Reflection is a process that invites you to look back on the most significant events that have happened in your work and:

  • describe what happened (Description)
  • think about how it made you feel (Feelings)
  • assess what was good and what was bad about the experience (Evaluation)
  • weigh up the situation to get an overall sense of its importance (Analysis)
  • think about how things could have been done differently (Analysis)
  • think about how you would act if a similar situation arises in the future (Action plan).

You might actually want to write down your thoughts around these issues. Many health care practitioners maintain ‘reflective diaries’ in which they record their thoughts and learning on issues such as:

  • dealing with distressed relatives
  • taking part in an emergency procedure
  • helping a disabled patient/client with a particularly difficult task
  • dealing with a patient/client who refuses to have an important procedure carried out
  • discussing with a colleague an issue around confidentiality or maintaining a patient’s/client’s dignity.

Remember, though, that as part of your commitment to maintaining patients’ and colleagues’ confidentiality and privacy, you should never identify any person by name in your reflective writings (health staff often use identifiers like ‘Mr A’, ‘Mrs B’, ‘Nurse C’ etc. when they write). You should also takes steps to ensure that only people you would want to see the entries in your diary – your supervisor, perhaps, or a professional mentor or coach – can access them: social media is therefore definitely NOT the place to make these kinds of reflections!

DATA:

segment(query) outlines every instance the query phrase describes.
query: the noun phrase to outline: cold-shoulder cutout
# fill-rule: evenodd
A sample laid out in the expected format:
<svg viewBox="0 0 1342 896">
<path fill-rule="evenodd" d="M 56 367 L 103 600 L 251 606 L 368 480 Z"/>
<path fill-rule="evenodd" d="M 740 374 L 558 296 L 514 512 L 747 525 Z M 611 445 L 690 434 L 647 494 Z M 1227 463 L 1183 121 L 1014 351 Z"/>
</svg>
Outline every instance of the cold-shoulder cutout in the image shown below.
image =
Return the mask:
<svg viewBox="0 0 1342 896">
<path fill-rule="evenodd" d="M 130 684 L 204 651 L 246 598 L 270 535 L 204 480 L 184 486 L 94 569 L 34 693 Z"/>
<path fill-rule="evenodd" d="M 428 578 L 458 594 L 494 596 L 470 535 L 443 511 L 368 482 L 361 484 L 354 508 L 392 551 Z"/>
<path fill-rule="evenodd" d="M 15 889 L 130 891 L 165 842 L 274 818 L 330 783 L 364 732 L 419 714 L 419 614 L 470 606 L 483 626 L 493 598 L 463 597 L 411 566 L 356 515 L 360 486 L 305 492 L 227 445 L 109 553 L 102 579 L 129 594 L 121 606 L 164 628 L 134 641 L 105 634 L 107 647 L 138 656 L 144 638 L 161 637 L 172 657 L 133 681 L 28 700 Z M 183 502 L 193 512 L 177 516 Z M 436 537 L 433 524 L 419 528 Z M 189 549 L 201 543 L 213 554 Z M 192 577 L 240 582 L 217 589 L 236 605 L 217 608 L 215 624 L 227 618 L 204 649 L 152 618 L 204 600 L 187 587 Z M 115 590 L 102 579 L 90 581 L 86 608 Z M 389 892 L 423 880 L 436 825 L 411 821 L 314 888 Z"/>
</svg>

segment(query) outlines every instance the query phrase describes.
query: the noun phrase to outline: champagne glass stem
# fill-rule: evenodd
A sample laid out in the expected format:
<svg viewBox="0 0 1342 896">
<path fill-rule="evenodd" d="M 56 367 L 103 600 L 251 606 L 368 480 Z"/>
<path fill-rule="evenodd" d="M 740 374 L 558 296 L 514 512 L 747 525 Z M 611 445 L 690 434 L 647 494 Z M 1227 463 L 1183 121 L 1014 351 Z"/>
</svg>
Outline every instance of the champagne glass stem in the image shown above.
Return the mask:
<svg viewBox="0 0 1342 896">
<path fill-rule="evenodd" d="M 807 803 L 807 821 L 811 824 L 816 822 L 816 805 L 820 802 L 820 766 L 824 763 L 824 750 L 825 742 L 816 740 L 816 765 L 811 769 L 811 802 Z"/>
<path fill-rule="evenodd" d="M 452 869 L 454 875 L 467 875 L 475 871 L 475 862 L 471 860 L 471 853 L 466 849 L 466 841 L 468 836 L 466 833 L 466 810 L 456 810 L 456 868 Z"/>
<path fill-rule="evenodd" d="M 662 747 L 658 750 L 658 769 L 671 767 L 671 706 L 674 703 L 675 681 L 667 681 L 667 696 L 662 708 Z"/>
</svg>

EXERCISE REQUIREMENTS:
In the text on reflection, what identifiers do health staff often use instead of names when they write?

PROBLEM SOLUTION:
They use identifiers like ‘Mr A’, ‘Mrs B’ and ‘Nurse C’.